* [Page]:
........
ChKS Chełmianka Chełm
- Full name: Chełmski Klub Sportowy Chełmianka Chełm
- Nickname: Chełmian Hussars (Chełmska Husaria)
- Founded: 20 August 1955; 70 years ago (as MZKS Start)
- Ground: Municipal Stadium
- Capacity: 3,280
- Chairman: Grzegorz Stawinoga
- Manager: Ireneusz Pietrzykowski
- League: III liga, group IV
- 2025–26: III liga, group IV, 3rd of 18
- Website: chelmianka.pl
| Home colours | Away colours |

= Chełmianka Chełm =

Polish football club

Chełmianka Chełm is a Polish football club from Chełm, Lublin Voivodeship. They currently compete in group IV of the III liga, the fourth tier of the Polish football league system. The club has traditional colors of Chełm Land white and green.

==History==
The club was founded in 1955 through the merger of several smaller football clubs operating in Chełm. Until 1992, the club officially carried the prefix Robotniczy Klub Sportowy, the Workers Sports Club, a prefix with which the fans still identify with. Since 1959, the club benefited from the PKWM Stadium (currently called the Municipal Stadium). In the summer of 1961, the merging of local clubs into one side continued and Chełmianka merged with local amateur club Kolejarz Chełm.

In 1974, the club was officially taken in by the newly formed Chełm Footwear Market (Chełmskie Zakłady Obuwia in Polish, ChZO for short). Despite the increase in funding for Chełmianka players, they never managed to play higher than the third division, suffering two relatively insignificant further mergers with lower league sides LZS Gryf Chełm and RKS Rejowiec.

In 1992, the club was on the edge of bankruptcy but the ChZO continued to fund the club. The team was withdrawn from competition and merged with the Polish Border Guard club Gwardia Chełm, with the new club called Granica meaning "Border", which started competing in the fourth division. Games were moved to Gwardia's old stadium, the Lublin Street Stadium, however the venue fell into disrepair. Soon, the club MKS Granica was handed over the city of Chełm by their owners, the Polish Border Guards, in 1999. In the spring of 1998, football competitions returned to the city stadium. After the 1998–99 season, the club was relegated from the fourth division.
........
* [Provided material]:
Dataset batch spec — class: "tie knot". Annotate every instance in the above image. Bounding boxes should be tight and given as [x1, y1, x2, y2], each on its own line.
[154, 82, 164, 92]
........
* [Written instruction 1]:
According to the Chełmianka Chełm page, which local amateur club did Chełmianka merge with in the summer of 1961?
* [Written instruction 2]:
Using the Chełmianka Chełm page, say whether each statement agrees with it, and quote the deciding words: (a) The club was formed in 1955 by merging several smaller football clubs in Chełm. (b) After 1974, Chełmianka reached the second division. (c) The club's ground holds 5,000 spectators.
* [Written instruction 3]:
Print the part of the Chełmianka Chełm page from "In 1974, the" to "and RKS Rejowiec.".

* [Exercise answer 1]:
Kolejarz Chełm

* [Exercise answer 2]:
(a) Yes: "The club was founded in 1955 through the merger of several smaller football clubs operating in Chełm."
(b) No: "they never managed to play higher than the third division"
(c) No: "Capacity: 3,280"

* [Exercise answer 3]:
In 1974, the club was officially taken in by the newly formed Chełm Footwear Market (Chełmskie Zakłady Obuwia in Polish, ChZO for short). Despite the increase in funding for Chełmianka players, they never managed to play higher than the third division, suffering two relatively insignificant further mergers with lower league sides LZS Gryf Chełm and RKS Rejowiec.